__About this exercise__:
Using the listing, copy each whole line that features "patch".

===

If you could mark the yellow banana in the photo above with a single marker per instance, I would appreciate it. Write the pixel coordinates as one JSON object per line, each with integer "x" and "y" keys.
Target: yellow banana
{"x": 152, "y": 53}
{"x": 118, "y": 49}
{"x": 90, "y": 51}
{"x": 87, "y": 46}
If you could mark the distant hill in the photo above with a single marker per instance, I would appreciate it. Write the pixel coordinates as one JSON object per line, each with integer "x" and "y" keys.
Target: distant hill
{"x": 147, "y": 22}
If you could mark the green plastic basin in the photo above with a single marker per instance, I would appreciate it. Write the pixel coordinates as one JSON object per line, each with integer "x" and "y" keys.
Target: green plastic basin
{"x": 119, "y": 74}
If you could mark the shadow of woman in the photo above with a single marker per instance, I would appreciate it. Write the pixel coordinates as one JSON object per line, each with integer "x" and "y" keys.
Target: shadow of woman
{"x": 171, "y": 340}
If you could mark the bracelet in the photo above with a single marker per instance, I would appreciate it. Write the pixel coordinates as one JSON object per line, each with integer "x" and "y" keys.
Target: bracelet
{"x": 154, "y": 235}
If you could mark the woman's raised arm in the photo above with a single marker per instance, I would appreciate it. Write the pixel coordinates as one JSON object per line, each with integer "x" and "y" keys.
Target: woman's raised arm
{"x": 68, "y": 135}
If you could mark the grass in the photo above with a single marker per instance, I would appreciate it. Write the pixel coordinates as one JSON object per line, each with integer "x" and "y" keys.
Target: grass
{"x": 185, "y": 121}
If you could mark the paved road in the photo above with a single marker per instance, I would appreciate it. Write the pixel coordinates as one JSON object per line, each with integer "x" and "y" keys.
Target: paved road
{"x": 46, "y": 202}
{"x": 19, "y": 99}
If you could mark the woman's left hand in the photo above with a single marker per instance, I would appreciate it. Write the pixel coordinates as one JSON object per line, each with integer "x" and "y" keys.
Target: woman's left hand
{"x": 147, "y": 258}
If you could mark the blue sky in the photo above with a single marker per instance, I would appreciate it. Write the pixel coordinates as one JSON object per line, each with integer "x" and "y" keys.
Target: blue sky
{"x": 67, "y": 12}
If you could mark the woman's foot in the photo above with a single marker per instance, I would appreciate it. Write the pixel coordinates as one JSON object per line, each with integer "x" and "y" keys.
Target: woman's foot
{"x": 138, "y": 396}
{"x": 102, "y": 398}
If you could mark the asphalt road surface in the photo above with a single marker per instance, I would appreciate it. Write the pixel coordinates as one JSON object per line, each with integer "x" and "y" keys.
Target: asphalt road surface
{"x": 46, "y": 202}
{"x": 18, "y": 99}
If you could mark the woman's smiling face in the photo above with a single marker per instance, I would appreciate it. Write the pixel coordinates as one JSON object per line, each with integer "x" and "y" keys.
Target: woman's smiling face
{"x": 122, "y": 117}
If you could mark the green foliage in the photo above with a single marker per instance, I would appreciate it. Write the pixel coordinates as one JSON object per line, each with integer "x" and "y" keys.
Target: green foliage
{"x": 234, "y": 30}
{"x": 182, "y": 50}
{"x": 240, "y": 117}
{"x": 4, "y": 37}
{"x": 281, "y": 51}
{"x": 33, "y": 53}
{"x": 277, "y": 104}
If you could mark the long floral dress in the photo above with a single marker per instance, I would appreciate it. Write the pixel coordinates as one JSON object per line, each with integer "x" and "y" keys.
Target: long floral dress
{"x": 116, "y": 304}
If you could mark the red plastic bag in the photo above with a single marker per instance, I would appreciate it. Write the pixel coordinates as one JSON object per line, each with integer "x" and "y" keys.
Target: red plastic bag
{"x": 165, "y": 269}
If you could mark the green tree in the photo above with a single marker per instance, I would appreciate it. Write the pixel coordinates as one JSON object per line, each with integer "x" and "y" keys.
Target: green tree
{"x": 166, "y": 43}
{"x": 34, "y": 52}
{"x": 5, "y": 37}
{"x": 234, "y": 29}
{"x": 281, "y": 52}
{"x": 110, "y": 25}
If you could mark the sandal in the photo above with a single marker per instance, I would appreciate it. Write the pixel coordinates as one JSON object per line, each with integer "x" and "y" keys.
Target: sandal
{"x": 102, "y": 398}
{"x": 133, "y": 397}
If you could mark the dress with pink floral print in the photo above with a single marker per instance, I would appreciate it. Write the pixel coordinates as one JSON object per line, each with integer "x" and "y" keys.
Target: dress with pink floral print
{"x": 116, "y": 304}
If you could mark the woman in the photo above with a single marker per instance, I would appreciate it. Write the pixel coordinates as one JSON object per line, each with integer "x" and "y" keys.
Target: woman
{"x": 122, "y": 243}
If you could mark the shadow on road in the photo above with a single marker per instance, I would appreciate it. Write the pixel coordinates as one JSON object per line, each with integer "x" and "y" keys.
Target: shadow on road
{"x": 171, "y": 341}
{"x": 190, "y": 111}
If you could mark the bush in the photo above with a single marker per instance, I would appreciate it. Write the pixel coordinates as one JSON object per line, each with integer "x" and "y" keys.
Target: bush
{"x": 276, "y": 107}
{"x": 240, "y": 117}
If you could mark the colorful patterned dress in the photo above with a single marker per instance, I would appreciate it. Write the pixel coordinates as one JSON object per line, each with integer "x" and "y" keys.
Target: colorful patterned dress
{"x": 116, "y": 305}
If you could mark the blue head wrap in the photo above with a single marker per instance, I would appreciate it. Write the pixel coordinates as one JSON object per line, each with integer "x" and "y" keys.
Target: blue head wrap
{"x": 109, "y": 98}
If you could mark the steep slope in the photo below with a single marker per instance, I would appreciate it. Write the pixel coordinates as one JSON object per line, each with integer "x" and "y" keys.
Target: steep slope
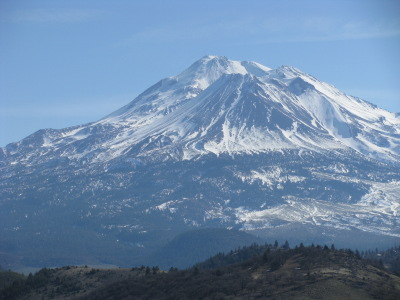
{"x": 223, "y": 144}
{"x": 256, "y": 272}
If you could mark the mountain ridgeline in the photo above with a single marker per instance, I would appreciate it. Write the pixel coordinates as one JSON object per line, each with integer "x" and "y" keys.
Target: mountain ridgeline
{"x": 224, "y": 144}
{"x": 254, "y": 272}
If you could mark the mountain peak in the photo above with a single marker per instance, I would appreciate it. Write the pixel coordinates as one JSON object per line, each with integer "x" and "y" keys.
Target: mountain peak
{"x": 210, "y": 68}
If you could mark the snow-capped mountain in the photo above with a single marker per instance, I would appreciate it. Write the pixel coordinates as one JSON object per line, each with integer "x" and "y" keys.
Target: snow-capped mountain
{"x": 225, "y": 143}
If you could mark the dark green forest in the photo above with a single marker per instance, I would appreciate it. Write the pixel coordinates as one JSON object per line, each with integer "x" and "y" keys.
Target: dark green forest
{"x": 256, "y": 271}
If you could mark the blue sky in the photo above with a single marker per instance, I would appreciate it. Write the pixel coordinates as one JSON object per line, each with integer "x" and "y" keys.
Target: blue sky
{"x": 64, "y": 63}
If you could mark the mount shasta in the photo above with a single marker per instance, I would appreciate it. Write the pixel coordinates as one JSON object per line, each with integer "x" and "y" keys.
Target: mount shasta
{"x": 227, "y": 144}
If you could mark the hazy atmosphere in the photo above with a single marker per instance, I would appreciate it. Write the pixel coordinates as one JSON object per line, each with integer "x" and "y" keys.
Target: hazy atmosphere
{"x": 65, "y": 63}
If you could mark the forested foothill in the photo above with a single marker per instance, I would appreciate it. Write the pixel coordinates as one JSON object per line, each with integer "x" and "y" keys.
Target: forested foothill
{"x": 254, "y": 272}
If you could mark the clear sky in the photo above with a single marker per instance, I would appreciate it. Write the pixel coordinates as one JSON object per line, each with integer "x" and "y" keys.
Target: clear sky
{"x": 65, "y": 63}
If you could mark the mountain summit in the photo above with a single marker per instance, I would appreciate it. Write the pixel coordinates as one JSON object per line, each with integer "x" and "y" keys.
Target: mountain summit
{"x": 224, "y": 143}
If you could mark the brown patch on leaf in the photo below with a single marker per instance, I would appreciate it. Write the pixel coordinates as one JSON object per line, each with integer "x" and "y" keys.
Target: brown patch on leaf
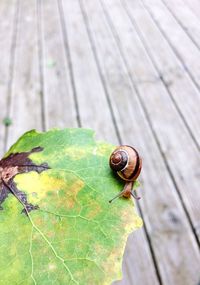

===

__Response to this task__:
If you could mark the brown patch on leaf in the photo below with a single marker per instance, I would appreciate it. Write the pixel coordinates as one JSON object per line, each with integer "x" and "y" keys.
Target: brown patch on leaf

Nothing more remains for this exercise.